# Start of Passage to read

You can see etcd pods are running on nodes that are in Ready status. So now we can go ahead and safely drain and delete the nodes that are NotReady.

❯ notreadynodes=$(gcc kubectl get nodes | grep NotReady | awk '{print $1;}')

❯ echo $notreadynodes
gc-control-plane-tnhv9
gc-control-plane-tqvnk
gc-control-plane-wsclb
gc-control-plane-wt6sx
gc-control-plane-zthnq

❯ echo "$notreadynodes" | while IFS= read -r line ; do echo $line; gcc kubectl drain $line --ignore-daemonsets; gcc kubectl delete node $line; echo "----"; done

gc-control-plane-tnhv9
node/gc-control-plane-tnhv9 already cordoned
WARNING: ignoring DaemonSet-managed Pods: kube-system/calico-node-nzbgq, kube-system/kube-proxy-2jqqr, vmware-system-csi/vsphere-csi-node-46g6r
node/gc-control-plane-tnhv9 drained
node "gc-control-plane-tnhv9" deleted
----
gc-control-plane-tqvnk
node/gc-control-plane-tqvnk already cordoned
WARNING: ignoring DaemonSet-managed Pods: kube-system/calico-node-45xfc, kube-system/kube-proxy-dxrkr, vmware-system-csi/vsphere-csi-node-wrvlk
node/gc-control-plane-tqvnk drained
node "gc-control-plane-tqvnk" deleted
----
gc-control-plane-wsclb
node/gc-control-plane-wsclb already cordoned
WARNING: ignoring DaemonSet-managed Pods: kube-system/calico-node-5t254, kube-system/kube-proxy-jt2dp, vmware-system-csi/vsphere-csi-node-w2bhf
node/gc-control-plane-wsclb drained
node "gc-control-plane-wsclb" deleted
----
gc-control-plane-wt6sx
node/gc-control-plane-wt6sx already cordoned
WARNING: ignoring DaemonSet-managed Pods: kube-system/calico-node-24pn5, kube-system/kube-proxy-b5vl5, vmware-system-csi/vsphere-csi-node-hfjdw
node/gc-control-plane-wt6sx drained
node "gc-control-plane-wt6sx" deleted
----
gc-control-plane-zthnq
node/gc-control-plane-zthnq already cordoned
WARNING: ignoring DaemonSet-managed Pods: kube-system/calico-node-vp895, kube-system/kube-proxy-8mg8n, vmware-system-csi/vsphere-csi-node-hs22g
node/gc-control-plane-zthnq drained
node "gc-control-plane-zthnq" deleted
----

❯ gcc kg no
NAME STATUS ROLES AGE VERSION
gc-control-plane-2rbsb Ready control-plane,master 410d v1.20.9+vmware.1
gc-control-plane-5zjn4 Ready control-plane,master 123d v1.20.9+vmware.1
gc-control-plane-9t97w Ready control-plane,master 123d v1.20.9+vmware.1
gc-workers-ztr5c-6f4b555879-2v8pl Ready <none> 458d v1.20.9+vmware.1
gc-workers-ztr5c-6f4b555879-8qs4p Ready <none> 456d v1.20.9+vmware.1
gc-workers-ztr5c-6f4b555879-r29d5 Ready <none> 458d v1.20.9+vmware.1

❯ kgtkca | grep jtimothy-napp01
jtimothy-napp01 gc updating 2021-07-29T16:59:34Z v1.20.9+vmware.1-tkg.1.a4cee5b 3 3

Now, I waited for few minutes to see whether the reconciliation process will proceed and change the status of the TKC from updating to running. But it was still stuck at updating phase. So I described the TKC.

# End of Passage to read

- **Stated goal**
Continue the walkthrough above on removing NotReady control-plane nodes, starting right after its final sentence.

# Start of Data provided

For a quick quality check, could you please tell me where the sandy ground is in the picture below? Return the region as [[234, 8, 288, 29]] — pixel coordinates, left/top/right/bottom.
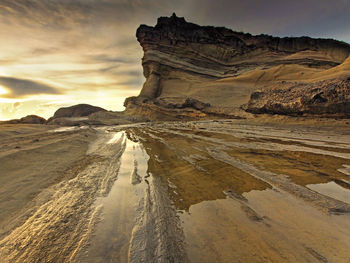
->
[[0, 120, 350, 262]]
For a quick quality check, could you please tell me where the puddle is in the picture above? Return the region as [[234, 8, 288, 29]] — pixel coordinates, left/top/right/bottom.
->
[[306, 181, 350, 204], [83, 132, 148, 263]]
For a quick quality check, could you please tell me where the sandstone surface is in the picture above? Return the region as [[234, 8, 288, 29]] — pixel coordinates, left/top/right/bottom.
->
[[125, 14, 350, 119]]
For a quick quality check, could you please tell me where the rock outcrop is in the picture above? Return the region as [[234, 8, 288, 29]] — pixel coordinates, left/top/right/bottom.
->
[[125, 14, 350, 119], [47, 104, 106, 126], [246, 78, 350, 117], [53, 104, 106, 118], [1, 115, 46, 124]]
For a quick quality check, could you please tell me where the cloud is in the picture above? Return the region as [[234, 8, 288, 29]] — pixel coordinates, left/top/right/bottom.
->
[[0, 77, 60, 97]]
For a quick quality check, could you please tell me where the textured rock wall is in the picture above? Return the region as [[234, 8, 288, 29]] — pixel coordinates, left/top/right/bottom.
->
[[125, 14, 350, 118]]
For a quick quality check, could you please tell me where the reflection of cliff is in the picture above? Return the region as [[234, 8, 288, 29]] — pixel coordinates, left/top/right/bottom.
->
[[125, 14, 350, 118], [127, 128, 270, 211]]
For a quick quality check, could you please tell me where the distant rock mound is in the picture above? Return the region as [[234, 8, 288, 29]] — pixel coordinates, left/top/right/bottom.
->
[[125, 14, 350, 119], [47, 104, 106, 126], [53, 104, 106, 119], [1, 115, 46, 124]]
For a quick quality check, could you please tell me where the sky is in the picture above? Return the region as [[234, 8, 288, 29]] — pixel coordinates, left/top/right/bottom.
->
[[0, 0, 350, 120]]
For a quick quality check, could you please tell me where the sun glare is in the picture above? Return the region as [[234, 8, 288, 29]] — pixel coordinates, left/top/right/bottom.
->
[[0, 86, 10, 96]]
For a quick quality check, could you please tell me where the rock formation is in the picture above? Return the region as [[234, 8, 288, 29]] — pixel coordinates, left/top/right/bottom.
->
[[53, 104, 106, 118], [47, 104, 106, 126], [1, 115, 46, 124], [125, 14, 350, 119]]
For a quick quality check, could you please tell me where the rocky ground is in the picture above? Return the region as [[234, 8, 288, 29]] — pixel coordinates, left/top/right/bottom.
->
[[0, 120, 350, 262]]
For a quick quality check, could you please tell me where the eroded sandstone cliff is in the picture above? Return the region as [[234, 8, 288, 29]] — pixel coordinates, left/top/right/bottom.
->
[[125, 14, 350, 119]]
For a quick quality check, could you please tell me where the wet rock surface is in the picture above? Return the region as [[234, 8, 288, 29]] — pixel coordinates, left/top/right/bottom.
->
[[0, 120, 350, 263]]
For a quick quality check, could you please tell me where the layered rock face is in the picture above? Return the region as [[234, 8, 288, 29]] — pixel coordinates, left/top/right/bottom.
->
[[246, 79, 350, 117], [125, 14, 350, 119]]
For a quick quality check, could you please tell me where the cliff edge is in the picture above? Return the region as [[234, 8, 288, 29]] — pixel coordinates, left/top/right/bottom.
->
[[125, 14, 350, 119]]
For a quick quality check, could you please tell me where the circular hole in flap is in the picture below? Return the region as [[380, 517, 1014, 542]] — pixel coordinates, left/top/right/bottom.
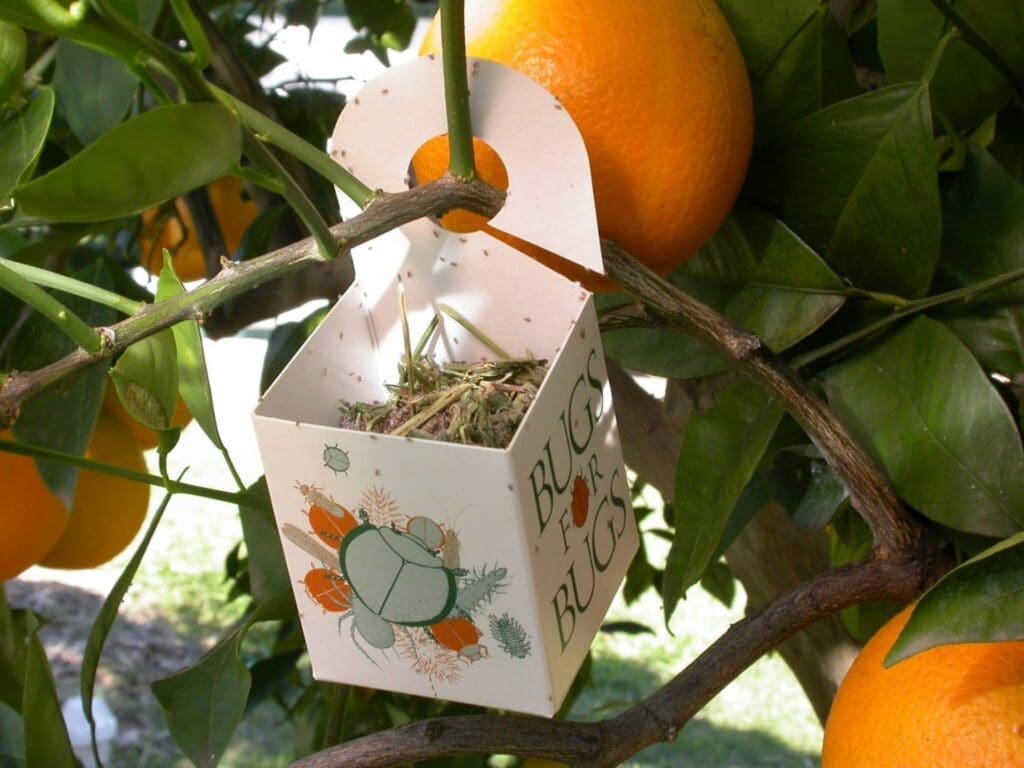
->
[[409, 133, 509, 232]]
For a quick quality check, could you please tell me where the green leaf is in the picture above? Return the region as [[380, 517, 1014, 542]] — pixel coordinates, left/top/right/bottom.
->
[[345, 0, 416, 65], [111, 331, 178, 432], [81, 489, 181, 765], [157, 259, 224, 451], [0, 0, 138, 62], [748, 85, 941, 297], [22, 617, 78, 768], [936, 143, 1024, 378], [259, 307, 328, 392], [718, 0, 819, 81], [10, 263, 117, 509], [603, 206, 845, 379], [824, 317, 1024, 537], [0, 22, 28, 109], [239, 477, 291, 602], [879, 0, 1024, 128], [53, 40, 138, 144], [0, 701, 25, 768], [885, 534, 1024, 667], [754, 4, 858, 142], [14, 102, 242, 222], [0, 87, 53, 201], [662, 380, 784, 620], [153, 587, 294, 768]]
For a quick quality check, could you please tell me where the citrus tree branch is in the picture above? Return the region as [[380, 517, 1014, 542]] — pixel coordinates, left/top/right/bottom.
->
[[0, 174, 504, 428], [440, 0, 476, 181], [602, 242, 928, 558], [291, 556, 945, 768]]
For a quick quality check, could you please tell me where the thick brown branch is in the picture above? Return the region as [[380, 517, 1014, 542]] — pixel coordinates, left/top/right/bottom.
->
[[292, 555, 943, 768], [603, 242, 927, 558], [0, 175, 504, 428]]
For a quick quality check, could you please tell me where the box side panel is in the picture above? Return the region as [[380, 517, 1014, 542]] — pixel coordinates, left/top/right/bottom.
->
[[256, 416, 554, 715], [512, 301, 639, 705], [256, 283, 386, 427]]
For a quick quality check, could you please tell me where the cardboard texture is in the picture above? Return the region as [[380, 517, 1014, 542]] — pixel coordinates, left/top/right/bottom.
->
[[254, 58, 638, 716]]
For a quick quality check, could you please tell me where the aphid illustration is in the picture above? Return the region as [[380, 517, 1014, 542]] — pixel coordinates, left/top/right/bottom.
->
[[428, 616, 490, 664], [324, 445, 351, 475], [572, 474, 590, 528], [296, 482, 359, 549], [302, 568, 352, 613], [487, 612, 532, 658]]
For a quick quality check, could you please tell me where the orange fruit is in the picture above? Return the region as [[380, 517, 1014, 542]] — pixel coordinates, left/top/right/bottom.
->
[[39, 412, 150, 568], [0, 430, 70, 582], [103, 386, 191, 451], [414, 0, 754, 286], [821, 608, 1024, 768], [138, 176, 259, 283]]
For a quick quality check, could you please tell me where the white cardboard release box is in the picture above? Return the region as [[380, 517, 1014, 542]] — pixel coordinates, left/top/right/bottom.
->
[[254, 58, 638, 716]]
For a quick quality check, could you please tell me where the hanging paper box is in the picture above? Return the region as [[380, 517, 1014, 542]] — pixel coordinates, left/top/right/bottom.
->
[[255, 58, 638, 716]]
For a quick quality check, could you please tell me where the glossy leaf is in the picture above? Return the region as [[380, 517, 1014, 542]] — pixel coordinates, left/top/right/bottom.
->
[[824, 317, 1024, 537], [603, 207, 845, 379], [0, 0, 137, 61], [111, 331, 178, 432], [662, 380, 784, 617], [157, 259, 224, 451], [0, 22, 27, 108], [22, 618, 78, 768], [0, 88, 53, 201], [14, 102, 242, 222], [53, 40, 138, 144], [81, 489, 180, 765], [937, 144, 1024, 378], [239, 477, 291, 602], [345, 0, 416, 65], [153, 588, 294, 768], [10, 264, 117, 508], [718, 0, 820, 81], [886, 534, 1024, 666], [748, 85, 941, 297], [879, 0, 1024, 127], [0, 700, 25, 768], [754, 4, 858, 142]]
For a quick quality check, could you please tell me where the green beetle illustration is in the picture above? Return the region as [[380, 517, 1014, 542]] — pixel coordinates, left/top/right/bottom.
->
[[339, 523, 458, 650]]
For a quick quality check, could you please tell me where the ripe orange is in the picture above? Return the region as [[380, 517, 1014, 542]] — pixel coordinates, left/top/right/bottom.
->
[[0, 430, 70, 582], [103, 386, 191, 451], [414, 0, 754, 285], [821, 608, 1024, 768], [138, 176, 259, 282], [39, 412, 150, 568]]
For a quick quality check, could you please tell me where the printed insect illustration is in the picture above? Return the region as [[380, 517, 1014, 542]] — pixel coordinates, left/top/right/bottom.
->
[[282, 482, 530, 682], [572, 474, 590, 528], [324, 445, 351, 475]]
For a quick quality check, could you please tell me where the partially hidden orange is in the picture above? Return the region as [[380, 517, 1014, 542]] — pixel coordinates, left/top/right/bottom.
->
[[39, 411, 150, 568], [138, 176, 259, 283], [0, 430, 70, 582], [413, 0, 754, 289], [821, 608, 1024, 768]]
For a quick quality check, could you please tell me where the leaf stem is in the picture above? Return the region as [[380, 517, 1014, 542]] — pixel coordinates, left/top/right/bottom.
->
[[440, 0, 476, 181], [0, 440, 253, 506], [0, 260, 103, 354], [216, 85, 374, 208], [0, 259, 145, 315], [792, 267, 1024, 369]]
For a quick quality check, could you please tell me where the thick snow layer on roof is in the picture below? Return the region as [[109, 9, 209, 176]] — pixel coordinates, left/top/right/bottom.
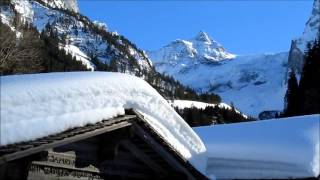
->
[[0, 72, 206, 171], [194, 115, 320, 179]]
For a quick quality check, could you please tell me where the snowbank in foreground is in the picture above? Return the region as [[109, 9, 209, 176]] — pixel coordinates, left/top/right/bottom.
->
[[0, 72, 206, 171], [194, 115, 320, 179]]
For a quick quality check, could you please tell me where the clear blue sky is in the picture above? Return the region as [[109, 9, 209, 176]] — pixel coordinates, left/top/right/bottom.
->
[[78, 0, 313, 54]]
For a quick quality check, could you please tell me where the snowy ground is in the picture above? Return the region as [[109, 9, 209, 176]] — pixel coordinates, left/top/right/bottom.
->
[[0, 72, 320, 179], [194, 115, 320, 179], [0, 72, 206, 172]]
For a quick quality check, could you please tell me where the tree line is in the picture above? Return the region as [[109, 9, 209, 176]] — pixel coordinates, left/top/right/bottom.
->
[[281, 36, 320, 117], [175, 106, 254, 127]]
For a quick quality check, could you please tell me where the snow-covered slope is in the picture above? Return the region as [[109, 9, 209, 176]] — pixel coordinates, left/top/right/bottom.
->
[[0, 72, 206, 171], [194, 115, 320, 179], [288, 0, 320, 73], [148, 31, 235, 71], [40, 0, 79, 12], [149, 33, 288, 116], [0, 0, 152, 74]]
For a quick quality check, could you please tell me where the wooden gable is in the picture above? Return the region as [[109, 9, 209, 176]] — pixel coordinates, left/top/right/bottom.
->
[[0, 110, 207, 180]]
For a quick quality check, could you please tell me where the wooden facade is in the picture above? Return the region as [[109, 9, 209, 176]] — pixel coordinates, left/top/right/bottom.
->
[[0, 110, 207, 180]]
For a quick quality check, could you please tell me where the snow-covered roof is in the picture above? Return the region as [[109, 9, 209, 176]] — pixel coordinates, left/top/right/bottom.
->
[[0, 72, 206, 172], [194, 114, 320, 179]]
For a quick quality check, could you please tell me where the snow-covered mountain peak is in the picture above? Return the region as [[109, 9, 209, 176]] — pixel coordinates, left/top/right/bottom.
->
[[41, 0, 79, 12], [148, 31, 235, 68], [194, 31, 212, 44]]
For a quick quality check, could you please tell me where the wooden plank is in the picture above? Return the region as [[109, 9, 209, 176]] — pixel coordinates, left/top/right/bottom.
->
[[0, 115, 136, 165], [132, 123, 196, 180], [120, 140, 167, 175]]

# End of Data provided

- **Expected answer**
Conditions:
Last Transition Time: 2022-12-30T19:47:15Z
Message: Rolling 1 replicas with outdated spec (2 replicas up to date)
Reason: RollingUpdateInProgress
Severity: Warning
Status: False
Type: Ready
Last Transition Time: 2023-01-01T19:19:45Z
Status: True
Type: AddonsReady
Last Transition Time: 2022-12-30T19:47:15Z
Message: Rolling 1 replicas with outdated spec (2 replicas up to date)
Reason: RollingUpdateInProgress
Severity: Warning
Status: False
Type: ControlPlaneReady
Last Transition Time: 2022-07-24T15:53:06Z
Status: True
Type: NodePoolsReady
Last Transition Time: 2022-09-01T09:02:26Z
Message: 3/3 Control Plane Node(s) healthy. 3/3 Worker Node(s) healthy
Status: True
Type: NodesHealthy

Checked vmop logs.

vmware-system-vmop/vmware-system-vmop-controller-manager-85d8986b94-xzd9h[manager]: E0103 08:43:51.449422       1 readiness_worker.go:111] readiness-probe "msg"="readiness probe fails" "error"="dial tcp 172.31.14.6:6443: connect: connection refused" "vmName"="jtimothy-napp01/gc-control-plane-2rbsb" "result"=-1

It says something is wrong with CP node gc-control-plane-2rbsb.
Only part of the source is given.